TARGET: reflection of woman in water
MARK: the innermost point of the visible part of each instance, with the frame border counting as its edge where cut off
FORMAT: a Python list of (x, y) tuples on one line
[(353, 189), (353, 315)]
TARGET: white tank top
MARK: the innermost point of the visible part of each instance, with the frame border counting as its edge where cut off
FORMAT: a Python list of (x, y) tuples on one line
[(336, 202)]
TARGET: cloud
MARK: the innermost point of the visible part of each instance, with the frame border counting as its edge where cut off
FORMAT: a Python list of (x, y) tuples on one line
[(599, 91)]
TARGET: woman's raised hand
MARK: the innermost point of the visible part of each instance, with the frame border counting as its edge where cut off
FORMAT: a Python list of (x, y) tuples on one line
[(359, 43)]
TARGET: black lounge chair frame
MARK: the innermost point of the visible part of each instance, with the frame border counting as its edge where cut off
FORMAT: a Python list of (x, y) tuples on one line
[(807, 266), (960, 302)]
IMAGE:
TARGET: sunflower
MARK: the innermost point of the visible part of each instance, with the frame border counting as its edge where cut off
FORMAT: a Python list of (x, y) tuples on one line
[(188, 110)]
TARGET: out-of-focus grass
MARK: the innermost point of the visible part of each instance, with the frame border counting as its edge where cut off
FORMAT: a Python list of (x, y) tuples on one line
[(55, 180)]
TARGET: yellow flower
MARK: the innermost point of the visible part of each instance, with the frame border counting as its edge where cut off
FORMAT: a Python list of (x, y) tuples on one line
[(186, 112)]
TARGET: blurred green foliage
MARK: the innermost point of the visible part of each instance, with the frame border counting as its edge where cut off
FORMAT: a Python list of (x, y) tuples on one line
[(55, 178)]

**Instructions to follow**
Every line in the data above has to be retyped exactly.

**Task response**
TARGET: reflection of woman in water
MARK: the innermost point of the visible part of each instance, with the frame border counting as its edge where cut off
FORMAT: a Python list of (x, y) tuples on one line
[(353, 189), (353, 315)]
TARGET: white tank top
MARK: the innermost point of the visible part of each instance, with the frame border counting as its edge where cut off
FORMAT: a Python list of (x, y) tuples on one line
[(336, 202)]
TARGET: cloud
MARK: the innermost point of the visible part of each instance, with the frame border counting as its edge where cut off
FORMAT: a Python list of (x, y) tuples on one line
[(599, 91)]
TARGET: woman's raised hand
MARK: the innermost point of the visible part of each instance, with the frame border counting as its edge where cut off
FORMAT: a Python list of (x, y) tuples on one line
[(359, 43)]
TARGET: black lounge chair frame
MARK: the innermost point of the visible part of each instance, with the frame border counting as its edge where cut off
FORMAT: a Python list of (x, y) tuples on one line
[(807, 266), (960, 302)]
IMAGE:
TARGET: sunflower
MARK: the innermost point of the visible part of each instance, with the frame border counting as its edge where cut off
FORMAT: a Python list of (x, y) tuples on one line
[(188, 110)]
TARGET: out-of-focus grass
MARK: the innermost point of the visible part of each instance, with the frame border counting as its edge where cut off
FORMAT: a Python list of (x, y) tuples on one line
[(55, 180)]
TARGET: yellow flower
MARK: the innermost point of the visible part of each instance, with the frame border counting as its edge where cut off
FORMAT: a Python list of (x, y) tuples on one line
[(186, 112)]
TARGET: blurred green foliage
MARK: the innermost point of the visible part of each instance, with the frame border counting as its edge where cut off
FORMAT: a Python list of (x, y) tuples on one line
[(55, 178)]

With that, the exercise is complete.